-- Start of Dataset --
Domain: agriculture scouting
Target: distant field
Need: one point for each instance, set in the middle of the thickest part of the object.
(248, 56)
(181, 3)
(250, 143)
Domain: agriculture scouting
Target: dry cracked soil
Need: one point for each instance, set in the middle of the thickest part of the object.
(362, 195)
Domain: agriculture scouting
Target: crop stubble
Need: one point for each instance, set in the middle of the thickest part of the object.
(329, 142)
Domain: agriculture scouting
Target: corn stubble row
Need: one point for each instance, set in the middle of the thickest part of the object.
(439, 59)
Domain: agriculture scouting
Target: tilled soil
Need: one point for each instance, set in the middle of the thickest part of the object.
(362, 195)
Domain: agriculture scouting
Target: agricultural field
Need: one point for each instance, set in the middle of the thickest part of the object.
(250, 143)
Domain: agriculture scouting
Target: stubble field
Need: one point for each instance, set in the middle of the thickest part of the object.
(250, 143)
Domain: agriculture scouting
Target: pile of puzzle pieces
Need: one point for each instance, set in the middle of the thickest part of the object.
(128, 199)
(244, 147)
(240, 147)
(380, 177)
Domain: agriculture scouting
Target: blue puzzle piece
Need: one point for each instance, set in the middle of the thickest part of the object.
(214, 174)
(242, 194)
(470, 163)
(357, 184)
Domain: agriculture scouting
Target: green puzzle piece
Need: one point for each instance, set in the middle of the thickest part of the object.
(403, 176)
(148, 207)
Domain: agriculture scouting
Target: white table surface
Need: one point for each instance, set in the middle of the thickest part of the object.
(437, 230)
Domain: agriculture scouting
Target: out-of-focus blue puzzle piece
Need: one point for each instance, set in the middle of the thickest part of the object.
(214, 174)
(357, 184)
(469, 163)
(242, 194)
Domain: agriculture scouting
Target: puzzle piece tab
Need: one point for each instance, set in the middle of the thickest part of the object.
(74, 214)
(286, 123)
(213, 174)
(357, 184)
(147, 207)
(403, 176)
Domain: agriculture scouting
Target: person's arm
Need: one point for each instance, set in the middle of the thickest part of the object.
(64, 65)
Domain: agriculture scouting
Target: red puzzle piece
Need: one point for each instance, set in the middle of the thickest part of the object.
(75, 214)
-- End of Dataset --
● **Task to complete**
Exactly reproduce all of the entries above.

● **The response**
Domain: agriculture scouting
Target: distant field
Need: one point for each instance, set in the middle of the thickest part of the object.
(248, 56)
(181, 3)
(250, 143)
Domain: agriculture scouting
Target: dry cracked soil
Need: one point for each instance, set in the middle of the thickest part of the object.
(362, 195)
Domain: agriculture scouting
Target: crop stubble
Need: one point for each instance, set in the middle of the thickest part of the object.
(329, 142)
Domain: agriculture scouting
Target: corn stubble row
Need: one point for each instance, set in the middle of the thickest part of the object.
(439, 59)
Domain: agriculture scouting
Target: tilled soil
Need: one point for each instance, set in the middle of the thickest part of the object.
(362, 195)
Domain: agriculture scouting
Target: agricultural field
Need: one point for each instance, set in the middle of the thickest part of the object.
(250, 143)
Domain: agriculture scouting
Target: stubble field
Need: one point for each instance, set in the middle of the thickest part of the object.
(250, 143)
Domain: agriculture scouting
Target: pile of puzzle pieces
Need: one point for each instance, set in the middle of the thickest part of the object.
(128, 199)
(244, 147)
(240, 147)
(380, 177)
Domain: agriculture scouting
Target: blue puzzle piece
Need: one point for each instance, set in the middle of the thickest part of the object.
(214, 174)
(242, 194)
(470, 163)
(357, 184)
Domain: agriculture scouting
Target: green puzzle piece
Need: one point for each instance, set in the middle of the thickest part of the object.
(403, 176)
(148, 207)
Domain: agriculture scouting
Target: white table surface
Need: one point for each instance, set in the middle of the thickest part of the object.
(437, 230)
Domain: agriculture scouting
Target: out-of-focus blue puzzle piece
Need: one point for each instance, set in the middle of the thickest part of the object.
(214, 174)
(357, 184)
(469, 163)
(242, 194)
Domain: agriculture scouting
Target: puzzle piece tab
Need: one point for each instance, set in the middle of the thickest part of the object.
(74, 214)
(286, 123)
(213, 174)
(357, 184)
(147, 207)
(403, 176)
Domain: agriculture scouting
Target: person's arm
Need: one point for each instance, set in the middle of the thickest part of the object.
(64, 65)
Domain: agriculture scouting
Target: red puzzle piece
Need: one point for each instance, set in the middle of the thickest part of the object.
(75, 214)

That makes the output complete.